* **PROBLEM STATEMENT**:
Convert every line of the records below into a JSON list of strings, one string per line, leaving out blank lines.

* **RECORDS FOR THE EXERCISE**:
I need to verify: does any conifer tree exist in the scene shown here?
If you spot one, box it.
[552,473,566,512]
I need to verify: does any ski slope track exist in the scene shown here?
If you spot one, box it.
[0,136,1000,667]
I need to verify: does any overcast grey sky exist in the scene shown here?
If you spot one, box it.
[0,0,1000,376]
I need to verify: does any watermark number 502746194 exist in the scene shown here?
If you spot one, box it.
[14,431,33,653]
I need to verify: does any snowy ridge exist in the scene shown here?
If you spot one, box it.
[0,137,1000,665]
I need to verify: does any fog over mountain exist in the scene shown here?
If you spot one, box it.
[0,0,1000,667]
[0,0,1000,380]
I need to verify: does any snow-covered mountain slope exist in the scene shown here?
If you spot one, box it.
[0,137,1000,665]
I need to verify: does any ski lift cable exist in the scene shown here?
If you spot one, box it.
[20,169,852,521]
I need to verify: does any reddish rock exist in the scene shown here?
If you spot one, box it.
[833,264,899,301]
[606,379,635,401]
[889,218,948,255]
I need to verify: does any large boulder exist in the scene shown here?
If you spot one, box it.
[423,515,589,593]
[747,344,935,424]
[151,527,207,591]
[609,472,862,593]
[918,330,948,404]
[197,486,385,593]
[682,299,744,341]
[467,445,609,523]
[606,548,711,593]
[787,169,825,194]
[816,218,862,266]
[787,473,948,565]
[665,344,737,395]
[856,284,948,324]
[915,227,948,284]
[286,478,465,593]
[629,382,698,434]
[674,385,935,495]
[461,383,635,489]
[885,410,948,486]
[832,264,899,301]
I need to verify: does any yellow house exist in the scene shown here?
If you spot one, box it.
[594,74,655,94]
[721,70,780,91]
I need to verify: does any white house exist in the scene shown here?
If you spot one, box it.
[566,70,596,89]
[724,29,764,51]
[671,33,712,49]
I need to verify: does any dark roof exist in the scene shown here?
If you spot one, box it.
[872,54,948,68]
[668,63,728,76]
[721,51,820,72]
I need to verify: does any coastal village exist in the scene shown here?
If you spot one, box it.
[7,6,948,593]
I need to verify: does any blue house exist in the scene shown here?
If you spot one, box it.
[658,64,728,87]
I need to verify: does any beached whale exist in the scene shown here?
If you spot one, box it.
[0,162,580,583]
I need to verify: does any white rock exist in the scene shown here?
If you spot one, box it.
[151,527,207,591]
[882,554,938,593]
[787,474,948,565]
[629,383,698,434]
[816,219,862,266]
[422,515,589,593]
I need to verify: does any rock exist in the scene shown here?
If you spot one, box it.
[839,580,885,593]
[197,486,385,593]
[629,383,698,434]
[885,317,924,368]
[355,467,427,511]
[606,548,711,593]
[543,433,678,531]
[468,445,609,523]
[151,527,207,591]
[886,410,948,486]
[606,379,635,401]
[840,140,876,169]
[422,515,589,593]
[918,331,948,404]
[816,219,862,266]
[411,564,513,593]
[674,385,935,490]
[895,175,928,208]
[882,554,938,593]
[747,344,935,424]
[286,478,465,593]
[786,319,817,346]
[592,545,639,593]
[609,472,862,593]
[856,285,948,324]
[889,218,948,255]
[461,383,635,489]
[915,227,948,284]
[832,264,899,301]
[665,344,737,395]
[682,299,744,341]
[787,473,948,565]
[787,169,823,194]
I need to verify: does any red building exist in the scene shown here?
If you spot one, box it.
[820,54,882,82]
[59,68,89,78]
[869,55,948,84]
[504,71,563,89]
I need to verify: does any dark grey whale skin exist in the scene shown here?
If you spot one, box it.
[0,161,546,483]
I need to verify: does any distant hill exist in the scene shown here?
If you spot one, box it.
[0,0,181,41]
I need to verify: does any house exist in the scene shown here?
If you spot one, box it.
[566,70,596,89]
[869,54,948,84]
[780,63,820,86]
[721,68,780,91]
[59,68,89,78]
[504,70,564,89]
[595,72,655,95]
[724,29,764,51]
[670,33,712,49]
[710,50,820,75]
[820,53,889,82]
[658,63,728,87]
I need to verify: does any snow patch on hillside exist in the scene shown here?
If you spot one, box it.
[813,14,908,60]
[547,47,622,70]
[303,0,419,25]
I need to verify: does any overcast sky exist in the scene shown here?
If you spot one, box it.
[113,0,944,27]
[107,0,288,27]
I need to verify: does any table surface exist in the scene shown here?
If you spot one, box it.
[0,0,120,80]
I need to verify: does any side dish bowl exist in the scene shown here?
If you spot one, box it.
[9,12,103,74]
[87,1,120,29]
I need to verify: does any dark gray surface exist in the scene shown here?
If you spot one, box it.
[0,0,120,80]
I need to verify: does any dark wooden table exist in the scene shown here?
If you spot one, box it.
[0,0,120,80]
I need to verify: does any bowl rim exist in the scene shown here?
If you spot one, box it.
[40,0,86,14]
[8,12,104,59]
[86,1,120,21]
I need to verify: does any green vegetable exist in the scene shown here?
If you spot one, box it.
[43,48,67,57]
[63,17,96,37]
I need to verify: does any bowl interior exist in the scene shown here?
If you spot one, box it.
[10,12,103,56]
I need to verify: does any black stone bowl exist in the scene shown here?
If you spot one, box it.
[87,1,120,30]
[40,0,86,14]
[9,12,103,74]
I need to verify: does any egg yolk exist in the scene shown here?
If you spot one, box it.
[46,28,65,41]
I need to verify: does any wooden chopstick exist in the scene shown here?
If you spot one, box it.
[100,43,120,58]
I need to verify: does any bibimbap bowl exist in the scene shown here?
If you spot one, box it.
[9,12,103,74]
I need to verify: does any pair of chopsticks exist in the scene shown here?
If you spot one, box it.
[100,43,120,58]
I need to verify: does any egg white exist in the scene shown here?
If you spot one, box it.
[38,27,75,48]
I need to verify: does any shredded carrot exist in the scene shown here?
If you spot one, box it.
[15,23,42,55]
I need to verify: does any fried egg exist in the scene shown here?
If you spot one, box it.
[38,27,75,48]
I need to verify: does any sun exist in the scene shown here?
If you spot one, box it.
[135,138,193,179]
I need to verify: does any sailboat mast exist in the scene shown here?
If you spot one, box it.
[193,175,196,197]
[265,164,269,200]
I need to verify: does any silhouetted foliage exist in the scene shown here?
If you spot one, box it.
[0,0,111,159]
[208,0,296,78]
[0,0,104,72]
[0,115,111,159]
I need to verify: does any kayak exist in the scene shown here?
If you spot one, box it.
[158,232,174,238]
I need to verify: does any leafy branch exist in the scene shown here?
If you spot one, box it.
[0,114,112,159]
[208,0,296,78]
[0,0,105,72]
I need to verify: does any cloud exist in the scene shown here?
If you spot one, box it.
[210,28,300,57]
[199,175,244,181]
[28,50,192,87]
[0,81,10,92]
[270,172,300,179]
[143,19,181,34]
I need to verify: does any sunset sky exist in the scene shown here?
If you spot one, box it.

* **SOLUTION TO THE EXERCISE**:
[
  "I need to verify: does any conifer tree exist in the scene shown here?",
  "If you spot one, box it.",
  "[552,473,566,512]",
  "I need to verify: does any ski slope track exist in the scene shown here?",
  "If you spot one, box it.",
  "[0,136,1000,667]",
  "I need to verify: does any overcast grey sky exist in the scene shown here?",
  "If you spot one, box it.",
  "[0,0,1000,376]",
  "I need to verify: does any watermark number 502746194 exist in the scene shown here?",
  "If you spot one, box it.",
  "[14,431,33,653]",
  "I need to verify: does any snowy ridge exist in the scene shown here?",
  "If you spot one, box it.",
  "[0,137,1000,665]",
  "I need to verify: does any fog over mountain exist in the scene shown here?",
  "If you spot one, box it.",
  "[0,0,1000,667]",
  "[0,0,1000,380]",
  "I need to verify: does any snow-covered mountain slope exist in the scene shown here?",
  "If you spot one, box it.",
  "[0,137,1000,665]",
  "I need to verify: does any ski lift cable exist in the scene shown here?",
  "If you spot one, box it.",
  "[20,169,852,521]",
  "I need to verify: does any reddish rock exist in the scene shown here?",
  "If you spot one, box it.",
  "[833,264,899,301]",
  "[606,379,635,401]",
  "[889,218,948,255]",
  "I need to verify: does any large boulder exist in the scene shown here?",
  "If you spot one, box it.",
  "[423,515,589,593]",
  "[747,344,935,424]",
  "[151,527,207,591]",
  "[609,472,862,593]",
  "[918,330,948,404]",
  "[197,486,385,593]",
  "[682,299,744,341]",
  "[467,445,609,523]",
  "[606,548,711,593]",
  "[787,169,825,194]",
  "[816,218,862,266]",
  "[787,473,948,565]",
  "[665,344,737,395]",
  "[856,284,948,324]",
  "[915,227,948,284]",
  "[286,478,465,593]",
  "[629,382,698,434]",
  "[674,385,935,495]",
  "[461,383,635,489]",
  "[885,410,948,486]",
  "[832,264,899,301]",
  "I need to verify: does any yellow house exist in the scene shown here?",
  "If you spot one, box it.",
  "[594,74,655,94]",
  "[721,70,780,91]",
  "I need to verify: does any white house exist in the scene shown here?",
  "If you spot one, box it.",
  "[566,70,596,89]",
  "[724,29,764,51]",
  "[671,33,712,49]",
  "I need to verify: does any dark roof exist in the scene shown here?",
  "If you spot one, box it.",
  "[872,54,948,68]",
  "[668,63,728,76]",
  "[721,51,820,72]",
  "I need to verify: does any coastal village exist in the scene shown here?",
  "If you spot one, box it.",
  "[7,6,948,593]",
  "I need to verify: does any blue house exist in the scene shown here?",
  "If you spot one, box it.",
  "[658,64,728,87]",
  "I need to verify: does any beached whale exist in the scene shown here?",
  "If you spot one, box it.",
  "[0,162,580,583]",
  "I need to verify: does any white rock exist in the scene shown here?",
  "If you spot one, box it.",
  "[151,527,207,591]",
  "[882,554,938,593]",
  "[787,474,948,565]",
  "[629,383,698,434]",
  "[816,219,862,266]",
  "[422,515,589,593]",
  "I need to verify: does any rock exist in the scene shown here?",
  "If you spot one, box it.",
  "[839,580,885,593]",
  "[197,486,385,593]",
  "[629,383,698,434]",
  "[885,317,924,368]",
  "[355,467,427,511]",
  "[606,548,711,593]",
  "[543,433,678,531]",
  "[468,445,609,523]",
  "[151,527,207,591]",
  "[886,410,948,486]",
  "[606,379,635,401]",
  "[840,140,876,169]",
  "[422,515,589,593]",
  "[918,331,948,404]",
  "[816,219,862,266]",
  "[411,564,513,593]",
  "[674,385,935,490]",
  "[895,175,928,208]",
  "[882,554,938,593]",
  "[747,344,935,424]",
  "[286,478,465,593]",
  "[786,319,817,346]",
  "[592,545,639,593]",
  "[609,472,862,593]",
  "[856,285,948,324]",
  "[889,218,948,255]",
  "[461,383,635,489]",
  "[915,227,948,284]",
  "[832,264,899,301]",
  "[665,344,737,395]",
  "[682,299,744,341]",
  "[787,473,948,565]",
  "[787,169,823,194]",
  "I need to verify: does any red building exist in the scene shown here?",
  "If you spot one, box it.",
  "[820,54,882,82]",
  "[59,68,89,78]",
  "[869,55,948,84]",
  "[504,71,563,89]",
  "I need to verify: does any dark grey whale skin exist in the scene shown here?",
  "If you spot one, box it.",
  "[0,161,546,483]",
  "I need to verify: does any distant hill exist in the scene shown here?",
  "If you spot one, box it.",
  "[0,0,181,41]",
  "I need to verify: does any house exist in the scene shown here?",
  "If you spot one, box it.",
  "[566,70,596,89]",
  "[869,54,948,84]",
  "[780,63,820,86]",
  "[721,68,780,91]",
  "[59,68,89,78]",
  "[504,70,564,89]",
  "[595,72,655,95]",
  "[724,29,764,51]",
  "[670,33,712,49]",
  "[710,50,820,75]",
  "[820,53,889,82]",
  "[658,63,728,87]",
  "I need to verify: does any snow patch on hillside exist in the scene shown here?",
  "If you spot one, box it.",
  "[813,14,908,60]",
  "[547,47,622,70]",
  "[303,0,419,25]",
  "I need to verify: does any overcast sky exist in the scene shown here?",
  "If you spot one, box it.",
  "[113,0,944,27]",
  "[107,0,288,27]",
  "I need to verify: does any table surface exist in the scene shown here?",
  "If you spot one, box it.",
  "[0,0,120,80]",
  "I need to verify: does any side dish bowl exist in the scene shown here?",
  "If you spot one, box it.",
  "[9,12,103,74]",
  "[87,1,120,29]",
  "I need to verify: does any dark gray surface exist in the scene shown here?",
  "If you spot one, box it.",
  "[0,0,120,80]",
  "I need to verify: does any dark wooden table exist in the scene shown here?",
  "If you spot one, box it.",
  "[0,0,120,80]",
  "I need to verify: does any bowl rim exist in the scene shown here?",
  "If you spot one, box it.",
  "[40,0,86,14]",
  "[8,12,104,59]",
  "[86,1,120,21]",
  "I need to verify: does any green vegetable exist in the scene shown here?",
  "If you spot one, box it.",
  "[43,48,67,57]",
  "[63,17,96,37]",
  "I need to verify: does any bowl interior exist in the scene shown here?",
  "If you spot one, box it.",
  "[10,12,103,56]",
  "I need to verify: does any black stone bowl exist in the scene shown here?",
  "If you spot one, box it.",
  "[87,1,120,30]",
  "[40,0,86,14]",
  "[9,12,103,74]",
  "I need to verify: does any egg yolk exist in the scene shown here?",
  "If you spot one, box it.",
  "[46,28,65,41]",
  "I need to verify: does any wooden chopstick exist in the scene shown here?",
  "If you spot one, box it.",
  "[100,43,120,58]",
  "I need to verify: does any bibimbap bowl exist in the scene shown here?",
  "If you spot one, box it.",
  "[9,12,103,74]",
  "I need to verify: does any pair of chopsticks exist in the scene shown here?",
  "If you spot one, box it.",
  "[100,43,120,58]",
  "I need to verify: does any egg white exist in the scene shown here?",
  "If you spot one, box it.",
  "[38,27,75,48]",
  "I need to verify: does any shredded carrot exist in the scene shown here?",
  "If you spot one, box it.",
  "[15,23,42,55]",
  "I need to verify: does any fried egg exist in the scene shown here?",
  "If you spot one, box it.",
  "[38,27,75,48]",
  "I need to verify: does any sun exist in the scene shown here?",
  "If you spot one, box it.",
  "[135,138,193,179]",
  "I need to verify: does any sailboat mast exist in the scene shown here?",
  "If you spot one, box it.",
  "[193,175,196,197]",
  "[265,164,269,200]",
  "I need to verify: does any silhouetted foliage exist in the scene shown here?",
  "If you spot one, box it.",
  "[0,0,111,159]",
  "[208,0,296,78]",
  "[0,0,104,72]",
  "[0,115,111,159]",
  "I need to verify: does any kayak exist in the scene shown here?",
  "If you spot one, box it.",
  "[158,232,174,238]",
  "I need to verify: does any leafy branch exist in the scene shown here?",
  "If you spot one, box it.",
  "[0,114,112,159]",
  "[208,0,296,78]",
  "[0,0,105,72]",
  "I need to verify: does any cloud exist in the scene shown here?",
  "If you spot one, box it.",
  "[210,28,300,57]",
  "[199,175,244,181]",
  "[28,50,192,87]",
  "[0,81,10,92]",
  "[270,172,300,179]",
  "[143,19,181,34]",
  "I need to verify: does any sunset sky exist in the scene shown here?",
  "If you spot one, box it."
]